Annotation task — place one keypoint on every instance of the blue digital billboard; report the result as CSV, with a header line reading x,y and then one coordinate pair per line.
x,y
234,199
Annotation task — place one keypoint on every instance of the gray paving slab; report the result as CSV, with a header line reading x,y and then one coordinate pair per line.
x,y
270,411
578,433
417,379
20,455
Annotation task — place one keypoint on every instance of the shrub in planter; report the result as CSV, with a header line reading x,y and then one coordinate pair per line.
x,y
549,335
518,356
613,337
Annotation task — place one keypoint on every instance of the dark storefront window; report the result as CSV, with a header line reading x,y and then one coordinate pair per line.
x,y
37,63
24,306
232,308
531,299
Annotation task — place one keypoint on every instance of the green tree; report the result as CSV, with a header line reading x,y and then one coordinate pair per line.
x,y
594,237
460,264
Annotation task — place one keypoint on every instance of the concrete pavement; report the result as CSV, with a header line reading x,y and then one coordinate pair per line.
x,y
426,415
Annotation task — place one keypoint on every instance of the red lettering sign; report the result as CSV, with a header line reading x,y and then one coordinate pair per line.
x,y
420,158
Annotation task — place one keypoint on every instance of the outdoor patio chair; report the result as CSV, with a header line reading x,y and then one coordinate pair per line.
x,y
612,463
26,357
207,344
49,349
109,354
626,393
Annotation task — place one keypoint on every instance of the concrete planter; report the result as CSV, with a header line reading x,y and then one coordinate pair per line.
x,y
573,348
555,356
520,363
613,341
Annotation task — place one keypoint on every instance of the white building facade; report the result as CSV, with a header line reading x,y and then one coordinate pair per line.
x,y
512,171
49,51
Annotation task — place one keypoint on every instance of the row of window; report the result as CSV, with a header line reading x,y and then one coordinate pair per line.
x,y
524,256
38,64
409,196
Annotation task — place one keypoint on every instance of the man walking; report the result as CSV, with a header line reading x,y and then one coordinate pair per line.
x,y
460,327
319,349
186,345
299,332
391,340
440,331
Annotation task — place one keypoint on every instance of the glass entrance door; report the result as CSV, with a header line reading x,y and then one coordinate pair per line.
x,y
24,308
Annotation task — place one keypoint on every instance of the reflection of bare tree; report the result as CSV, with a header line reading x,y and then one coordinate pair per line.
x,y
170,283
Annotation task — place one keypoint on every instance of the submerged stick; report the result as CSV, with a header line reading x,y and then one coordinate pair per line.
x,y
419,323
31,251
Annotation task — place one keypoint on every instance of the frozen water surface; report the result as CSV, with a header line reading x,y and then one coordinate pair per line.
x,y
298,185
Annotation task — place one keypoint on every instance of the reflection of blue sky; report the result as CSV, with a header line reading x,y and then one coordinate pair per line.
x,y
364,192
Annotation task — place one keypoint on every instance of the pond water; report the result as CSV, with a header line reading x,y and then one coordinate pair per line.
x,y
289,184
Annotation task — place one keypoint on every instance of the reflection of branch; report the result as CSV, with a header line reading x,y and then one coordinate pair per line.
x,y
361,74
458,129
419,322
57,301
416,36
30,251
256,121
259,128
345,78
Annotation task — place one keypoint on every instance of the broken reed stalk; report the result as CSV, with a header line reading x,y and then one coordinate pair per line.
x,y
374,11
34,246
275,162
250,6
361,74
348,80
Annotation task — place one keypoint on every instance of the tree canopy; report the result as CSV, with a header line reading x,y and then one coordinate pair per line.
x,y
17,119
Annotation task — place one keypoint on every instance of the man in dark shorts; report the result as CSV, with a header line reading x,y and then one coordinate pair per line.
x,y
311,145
_ _ _ _ _
#### What the exercise asks
Would you output all the records above exactly as written?

#### Solution for this problem
Annotation task — place one keypoint on every instance of the blue digital billboard; report the result as CSV, with a header line reading x,y and then one coordinate pair per line.
x,y
234,199
Annotation task — place one keypoint on every instance of the gray paving slab; report the result as CSV, with a header line reading x,y and then one coordinate pair per line.
x,y
270,411
578,433
417,379
20,455
Annotation task — place one keypoint on every instance of the shrub in planter; report the result as CSV, with a header line reading x,y and then one coordinate pair per line.
x,y
549,335
518,356
613,337
Annotation task — place one keypoint on every instance of the dark storefront window; report the result as CSV, with a header line reading x,y and then one coordinate pair per line.
x,y
37,63
24,306
232,308
531,299
Annotation task — place one keypoint on every instance of the green tree; report the result as CSV, with a header line reading x,y and then one coordinate pair per line.
x,y
594,237
460,264
Annotation task — place one keypoint on every instance of the concrete pavement; report the result as CSV, with a header line reading x,y and then one coordinate pair per line.
x,y
426,415
Annotation task — place one keypoint on every instance of the red lettering sign; report the result as CSV, with a header line reading x,y and then one coordinate pair per line.
x,y
420,158
Annotation task — place one keypoint on every instance of the outdoor patio chair; report the result as CSV, with a header line reading x,y and then one coordinate pair per line.
x,y
612,463
26,357
207,344
49,349
109,354
626,393
Annotation task — place one keypoint on every instance of the concrete planter; report the result as CSV, with a header line reading x,y and then one coordinate pair per line.
x,y
573,348
555,356
520,363
613,341
Annotation task — place one keypoint on every instance of the white building facade; report the result as CSV, with a header line reading x,y and then one coordinate pair per line.
x,y
512,171
49,51
Annotation task — place one keypoint on every instance of the row of window; report the result as CSV, with a header line reading x,y and then one coordinate pair per line.
x,y
524,256
38,64
409,196
Annotation task — place one keypoint on every instance of the man walking; report the result as CSV, with a header line reading x,y and then one coordinate pair per line.
x,y
460,327
319,349
186,345
299,332
391,340
440,331
Annotation task — place one keypoint on every instance of the glass entrance door; report the result as CSV, with a header line reading x,y and then one coordinate pair per line.
x,y
24,308
Annotation task — place one keypoint on every instance of the reflection of bare tree; report the result as CSV, with a header line reading x,y and then one coordinate pair per line.
x,y
170,283
Annotation task — place one keypoint on every instance of the submerged stick; report the result as CSV, with a header line reading x,y and then one coordinate pair per line.
x,y
419,323
31,251
Annotation task — place one keypoint on every instance of the frozen water surface; report the result as CSV, with a header line reading x,y and then one coordinate pair per line.
x,y
298,185
Annotation task — place one keypoint on every instance of the reflection of blue sky; report the result as CSV, with a header line reading x,y and then one coordinate pair per line.
x,y
364,192
Annotation task — place one keypoint on every instance of the pond water; report the result as CSV, with a header line reading x,y and then one coordinate pair per line.
x,y
289,184
Annotation task — place one keypoint on every instance of the reflection of branch; report the result as CSV, with a header line reading x,y and then one coordinate pair per line.
x,y
361,74
458,129
419,322
57,301
416,36
30,251
256,121
259,128
345,78
Annotation task — place one keypoint on every instance of the broken reed stalk; report the result as CSV, with a header line reading x,y and then one coordinate pair per line.
x,y
374,11
34,246
275,162
250,6
361,74
348,80
Annotation task — place one keypoint on every instance of the tree canopy; report the result as CSV, with a header line reading x,y and then one coordinate pair per line.
x,y
17,119
Annotation task — place one keypoint on every instance of the man in dark shorts; report the result as CSV, with a header line reading x,y and then one coordinate pair per line.
x,y
311,145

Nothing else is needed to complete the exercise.